* PROBLEM TO WORK ON:
In the forum report, which organization is Alejandro J. Beutel affiliated with?

____ SOURCE EXTRACT

The American Muslim community knows that Islamic extremism is a threat — and several panelists at a forum hosted by a Muslim-American group on Capitol Hill today said that a community policing approach in partnership with the intelligence community was the best way to counter radicalization.
“Law enforcement can neither go in alone or arrest its way out of this challenge,” the Muslim Public Affairs Council’s Alejandro J. Beutel said.
“Our heads aren’t in the sand, the threat clearly exists,” Beutel said. “The threat exists, but it is not a pandemic.”
Some of the panelists expressed hope that the hearings being held by Rep. Peter King (R-NY) could be an opportunity to have a mature, informed discussion on the threat of radicalization.
“We cannot prejudge what Congressman King is up to,” Los Angeles County Sheriff Lee Baca, who invited King to come to Los Angeles and witness the relationship he’s formed with local communities from a variety of faiths, said at the meeting.

________
____ GIVEN DATA

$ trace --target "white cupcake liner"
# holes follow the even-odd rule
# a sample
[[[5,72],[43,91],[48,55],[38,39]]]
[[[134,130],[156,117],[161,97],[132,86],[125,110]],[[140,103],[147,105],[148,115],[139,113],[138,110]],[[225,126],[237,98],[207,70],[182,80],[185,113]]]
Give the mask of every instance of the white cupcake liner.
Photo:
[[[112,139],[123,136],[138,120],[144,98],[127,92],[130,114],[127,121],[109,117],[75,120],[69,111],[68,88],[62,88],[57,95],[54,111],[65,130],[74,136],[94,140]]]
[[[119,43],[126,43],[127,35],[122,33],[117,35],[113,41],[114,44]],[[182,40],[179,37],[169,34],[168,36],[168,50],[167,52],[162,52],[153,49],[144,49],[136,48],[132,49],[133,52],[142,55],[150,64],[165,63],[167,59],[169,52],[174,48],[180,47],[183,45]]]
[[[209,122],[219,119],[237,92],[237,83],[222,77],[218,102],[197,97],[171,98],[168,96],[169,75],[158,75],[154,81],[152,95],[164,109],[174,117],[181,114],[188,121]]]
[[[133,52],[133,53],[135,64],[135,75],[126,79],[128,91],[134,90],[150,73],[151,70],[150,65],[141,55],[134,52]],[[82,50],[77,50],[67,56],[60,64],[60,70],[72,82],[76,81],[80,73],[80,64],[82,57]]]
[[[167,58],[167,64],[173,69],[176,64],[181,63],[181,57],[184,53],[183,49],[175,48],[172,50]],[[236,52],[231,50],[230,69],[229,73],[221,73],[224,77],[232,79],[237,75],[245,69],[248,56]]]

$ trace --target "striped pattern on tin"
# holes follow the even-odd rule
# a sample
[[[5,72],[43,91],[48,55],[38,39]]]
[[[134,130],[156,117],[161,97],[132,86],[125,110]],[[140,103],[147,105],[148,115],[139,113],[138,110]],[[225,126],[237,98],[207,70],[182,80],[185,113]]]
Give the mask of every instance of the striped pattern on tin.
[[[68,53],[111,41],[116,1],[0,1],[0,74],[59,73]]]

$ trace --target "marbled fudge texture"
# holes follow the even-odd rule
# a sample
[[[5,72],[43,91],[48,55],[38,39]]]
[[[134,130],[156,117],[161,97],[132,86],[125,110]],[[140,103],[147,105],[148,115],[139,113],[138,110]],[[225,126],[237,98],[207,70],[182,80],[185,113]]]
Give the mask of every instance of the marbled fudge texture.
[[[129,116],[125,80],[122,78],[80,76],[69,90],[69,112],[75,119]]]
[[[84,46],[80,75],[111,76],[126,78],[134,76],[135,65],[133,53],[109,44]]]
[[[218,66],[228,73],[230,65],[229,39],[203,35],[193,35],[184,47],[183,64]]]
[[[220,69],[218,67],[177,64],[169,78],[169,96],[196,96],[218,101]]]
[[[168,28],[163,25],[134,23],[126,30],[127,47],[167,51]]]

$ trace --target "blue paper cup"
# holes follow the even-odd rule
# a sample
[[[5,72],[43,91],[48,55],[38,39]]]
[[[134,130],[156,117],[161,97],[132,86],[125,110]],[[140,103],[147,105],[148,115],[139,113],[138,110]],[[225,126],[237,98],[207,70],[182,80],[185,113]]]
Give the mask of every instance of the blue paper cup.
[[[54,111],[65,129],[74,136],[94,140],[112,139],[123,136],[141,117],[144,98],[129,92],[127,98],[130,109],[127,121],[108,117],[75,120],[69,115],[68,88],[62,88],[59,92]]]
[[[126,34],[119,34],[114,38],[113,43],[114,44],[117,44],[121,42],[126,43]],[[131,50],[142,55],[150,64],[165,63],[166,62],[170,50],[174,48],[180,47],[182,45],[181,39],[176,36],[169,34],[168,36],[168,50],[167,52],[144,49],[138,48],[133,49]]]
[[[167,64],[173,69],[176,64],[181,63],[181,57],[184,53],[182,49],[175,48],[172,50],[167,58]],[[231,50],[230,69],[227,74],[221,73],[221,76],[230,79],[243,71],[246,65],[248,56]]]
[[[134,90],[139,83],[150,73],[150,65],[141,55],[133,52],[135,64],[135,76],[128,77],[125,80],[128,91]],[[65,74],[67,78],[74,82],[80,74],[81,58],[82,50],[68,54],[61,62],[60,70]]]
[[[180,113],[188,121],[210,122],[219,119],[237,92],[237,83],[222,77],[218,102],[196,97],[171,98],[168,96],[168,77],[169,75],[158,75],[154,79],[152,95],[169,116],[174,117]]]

________

* FINAL ANSWER:
The Muslim Public Affairs Council